Strings combine

Shouldn’t the following be a syntax error?

’ 3’ ‘4’
=> " 34"

?
-rp

On Feb 18, 2010, at 12:54 PM, Roger P. wrote:

Shouldn’t the following be a syntax error?

’ 3’ ‘4’
=> " 34"

Rarely seen, but string literal “implicit” concatenation has always been
a feature.

Gary W.

On Thu, Feb 18, 2010 at 11:34 AM, Gary W. [email protected] wrote:

Rarely seen, but string literal “implicit” concatenation has always been a
feature.

I remember at one point I tried Python-style triple quotes, all “cool,
Ruby
supports that too!”

Except it doesn’t… :confused:

Shouldn’t the following be a syntax error?

’ 3’ ‘4’
=> " 34"

Rarely seen, but string literal “implicit” concatenation has always been
a feature.
+--
_CHALLENGE:_
Print the string concatenation thread word for word, from start to finish. The lines that come next have nothing to do with the string concatenation thread.

_SUPPLIED DATA:_
+--
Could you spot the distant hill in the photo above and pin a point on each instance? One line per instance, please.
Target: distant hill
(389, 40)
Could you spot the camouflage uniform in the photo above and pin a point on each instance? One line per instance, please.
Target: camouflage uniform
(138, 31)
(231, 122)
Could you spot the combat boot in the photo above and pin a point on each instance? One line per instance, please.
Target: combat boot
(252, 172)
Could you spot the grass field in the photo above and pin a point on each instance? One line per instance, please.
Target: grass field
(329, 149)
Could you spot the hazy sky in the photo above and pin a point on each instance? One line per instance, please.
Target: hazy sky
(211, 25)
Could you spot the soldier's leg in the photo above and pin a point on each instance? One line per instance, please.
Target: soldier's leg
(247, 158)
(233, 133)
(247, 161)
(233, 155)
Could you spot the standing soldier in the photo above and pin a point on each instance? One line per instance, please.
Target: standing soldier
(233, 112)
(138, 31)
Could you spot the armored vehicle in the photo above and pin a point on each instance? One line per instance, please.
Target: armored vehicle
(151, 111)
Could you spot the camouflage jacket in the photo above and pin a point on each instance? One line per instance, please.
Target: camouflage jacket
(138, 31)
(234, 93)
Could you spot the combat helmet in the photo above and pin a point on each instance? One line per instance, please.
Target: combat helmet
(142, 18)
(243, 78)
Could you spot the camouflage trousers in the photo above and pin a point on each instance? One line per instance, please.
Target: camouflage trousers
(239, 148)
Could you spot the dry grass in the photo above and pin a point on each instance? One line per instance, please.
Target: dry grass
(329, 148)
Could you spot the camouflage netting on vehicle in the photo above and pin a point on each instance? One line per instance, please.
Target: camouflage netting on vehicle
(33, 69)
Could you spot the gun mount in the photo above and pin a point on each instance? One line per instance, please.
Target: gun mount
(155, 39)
+--
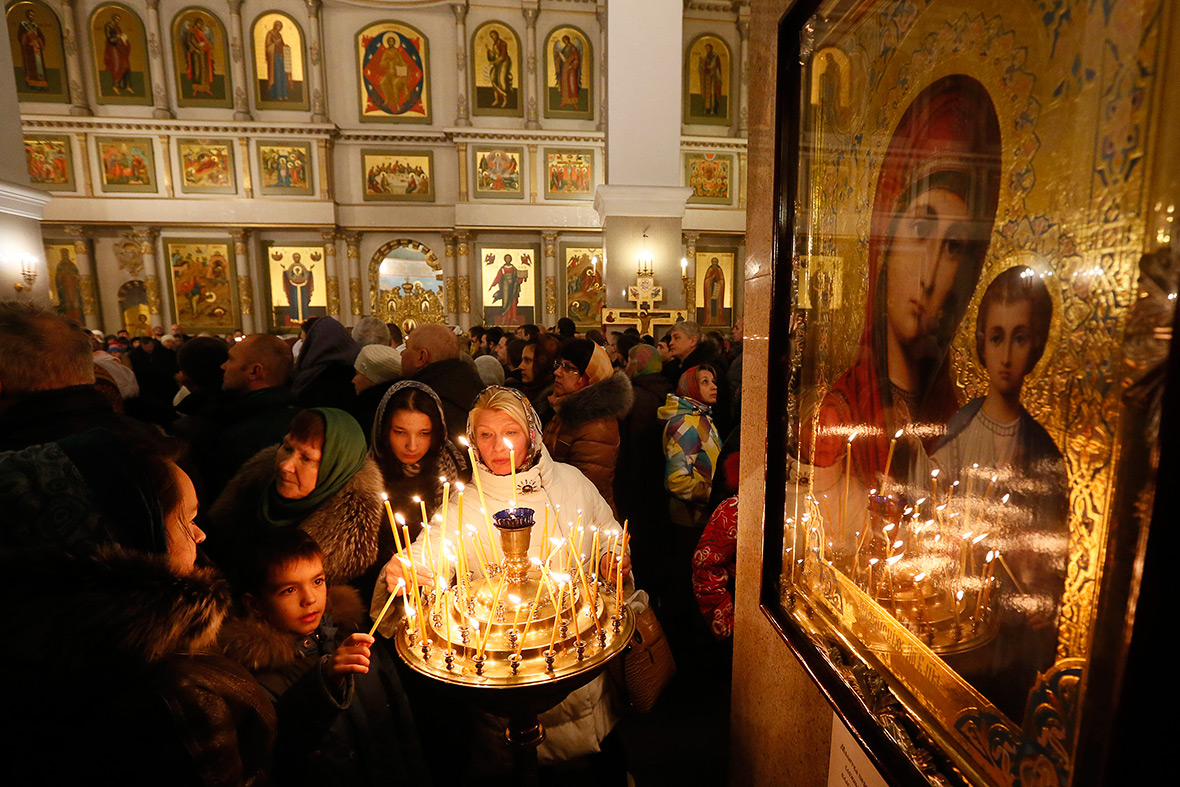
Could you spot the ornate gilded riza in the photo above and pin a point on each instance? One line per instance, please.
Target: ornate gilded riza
+--
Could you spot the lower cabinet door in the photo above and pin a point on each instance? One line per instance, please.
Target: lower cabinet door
+--
_TASK RESULT:_
Strings combine

Shouldn’t the following be a syntax error?

’ 3’ ‘4’
=> " 34"

?
-rp

On Feb 18, 2010, at 12:54 PM, Roger P. wrote:

Shouldn’t the following be a syntax error?

’ 3’ ‘4’
=> " 34"

Rarely seen, but string literal “implicit” concatenation has always been
a feature.

Gary W.

On Thu, Feb 18, 2010 at 11:34 AM, Gary W. [email protected] wrote:

Rarely seen, but string literal “implicit” concatenation has always been a
feature.

I remember at one point I tried Python-style triple quotes, all “cool,
Ruby
supports that too!”

Except it doesn’t… :confused:

Shouldn’t the following be a syntax error?

’ 3’ ‘4’
=> " 34"

Rarely seen, but string literal “implicit” concatenation has always been
a feature.